Short problem – Reproduce the records below in full with every occurrence of "place one dot" substituted by "put a single dot", leaving all other text unchanged. Omit the pictures from your answer.

Collected data:
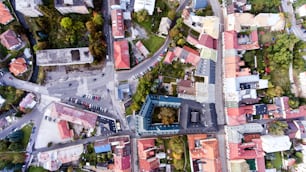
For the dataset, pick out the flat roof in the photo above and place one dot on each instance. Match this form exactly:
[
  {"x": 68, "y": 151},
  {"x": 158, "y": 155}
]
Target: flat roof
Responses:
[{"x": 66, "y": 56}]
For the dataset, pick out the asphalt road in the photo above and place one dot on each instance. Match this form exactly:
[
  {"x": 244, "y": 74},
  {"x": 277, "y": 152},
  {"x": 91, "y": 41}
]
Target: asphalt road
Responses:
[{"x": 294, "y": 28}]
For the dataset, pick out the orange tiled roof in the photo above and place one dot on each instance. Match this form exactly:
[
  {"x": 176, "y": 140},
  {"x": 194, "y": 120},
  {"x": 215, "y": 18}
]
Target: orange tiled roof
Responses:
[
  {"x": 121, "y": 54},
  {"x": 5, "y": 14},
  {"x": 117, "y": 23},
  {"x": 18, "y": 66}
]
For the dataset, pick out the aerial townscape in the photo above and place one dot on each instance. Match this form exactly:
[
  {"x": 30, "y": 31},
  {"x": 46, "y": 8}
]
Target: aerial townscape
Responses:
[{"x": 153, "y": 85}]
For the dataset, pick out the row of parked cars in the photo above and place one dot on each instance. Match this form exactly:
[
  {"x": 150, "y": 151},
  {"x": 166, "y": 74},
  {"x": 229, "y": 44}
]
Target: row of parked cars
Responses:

Output of the exercise –
For the dataset, pick out the flat roof in the photo above and put a single dot on each instance. Match this form exactly:
[
  {"x": 68, "y": 151},
  {"x": 158, "y": 155}
]
Target: flat roof
Responses:
[{"x": 66, "y": 56}]
For the dataset, pick out the asphalt road in the photo above and put a single dot on each instance. Match this form exactly:
[
  {"x": 244, "y": 74},
  {"x": 277, "y": 152},
  {"x": 91, "y": 41}
]
Target: asphalt road
Responses:
[{"x": 294, "y": 28}]
For the dataset, pick out the orange tiled roof in the photo above and put a single dot on each instance. Match this form exactly:
[
  {"x": 176, "y": 140},
  {"x": 194, "y": 120},
  {"x": 215, "y": 18}
]
Target: orange tiled roof
Responses:
[
  {"x": 121, "y": 54},
  {"x": 5, "y": 14},
  {"x": 117, "y": 23},
  {"x": 18, "y": 66}
]
For the dataset, pick out the aerial townscape in the photo above and put a single dot on each instance. Match this form exactly:
[
  {"x": 30, "y": 31},
  {"x": 46, "y": 8}
]
Target: aerial townscape
Responses:
[{"x": 153, "y": 85}]
For the dataset, pick out the row of parked cars in the photo above and put a single dot on each instance. Match this form exactly:
[
  {"x": 150, "y": 151},
  {"x": 166, "y": 74},
  {"x": 229, "y": 44}
]
Target: row of parked cars
Responses:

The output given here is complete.